───── Passage ─────

The Paradox of the Man and His Art
Mondrian was a man of extraordinary contradictions. His paintings suggest a personality of Calvinist austerity, of radical simplification, of the world reduced to its essential structure. The canvases he produced at Parkhill Road — and they were few, because his method was painfully slow, each line and rectangle adjusted by millimetres over weeks and months — seem to breathe a kind of cosmic calm, as if the fever of sensation had been distilled into pure relationship. They are among the most serene objects in Western art.
The man himself was nothing of the kind. Mondrian loved jazz with an intensity that struck his more reserved British neighbours as almost comically at odds with his austere reputation. He frequented the dance halls of central London, dancing the foxtrot and the quickstep with evident pleasure, staying out late, returning to the studio energised. He was sociable, witty, surprisingly warm, capable of great generosity and also of sudden unexplained coldness. He dressed with fastidious care and had strong opinions about food, wine, and the correct way to arrange a room. He was, in short, exactly the kind of fully human figure that the myth of the cerebral abstractionist tends to obscure.
His relationship with London surprised him. He had expected to find it cold and provincial, a temporary refuge on the way to Paris or somewhere else. What he found instead was a city of unexpected vitality, of genuine artistic seriousness, of community and warmth. The Parkhill Road circle embraced him without condescension or excessive deference. The Isokon group, with its international outlook and modernist commitments, provided a sympathetic context. The Heath was accessible for the long, meditative walks that Mondrian, like Moore, found essential to his working life.
Neo-Plasticism and British Abstraction
Mondrian's influence on British abstract art had been felt before his arrival through publications, exhibitions, and the influence of his former De Stijl colleagues. But his physical presence in London was qualitatively different: it allowed direct conversation, studio visits, the exchange of ideas in three dimensions rather than through the flat medium of the printed page. Ben Nicholson, who had been absorbing the lessons of continental abstraction throughout the 1930s, was perhaps the most directly influenced, though his response was always selective — he took from Mondrian what he needed and left what he didn't, as any good artist should.

───── Extracted material ─────

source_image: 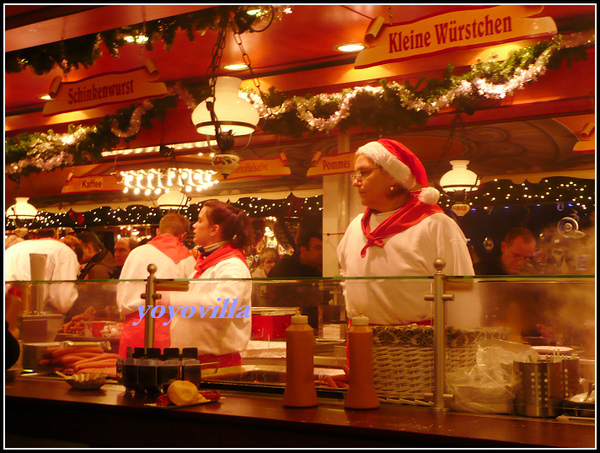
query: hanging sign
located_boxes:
[43,59,167,115]
[306,152,355,177]
[227,153,292,181]
[61,174,124,194]
[354,5,557,68]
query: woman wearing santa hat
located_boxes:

─────

■ Prompt A:
Answer these questions using the passage on Mondrian.
(i) Which two dances did Mondrian dance in the dance halls of central London?
(ii) How had Mondrian expected to find London before he arrived?
(iii) Which artist is named as perhaps the most directly influenced by Mondrian?
■ Prompt B: Write out the passage on Mondrian from "The Paradox of" up to and including "in Western art.".

■ Response A:
(i) The foxtrot and the quickstep.
(ii) He expected it to be cold and provincial, a temporary refuge on the way to Paris or somewhere else.
(iii) Ben Nicholson.

■ Response B:
The Paradox of the Man and His Art
Mondrian was a man of extraordinary contradictions. His paintings suggest a personality of Calvinist austerity, of radical simplification, of the world reduced to its essential structure. The canvases he produced at Parkhill Road — and they were few, because his method was painfully slow, each line and rectangle adjusted by millimetres over weeks and months — seem to breathe a kind of cosmic calm, as if the fever of sensation had been distilled into pure relationship. They are among the most serene objects in Western art.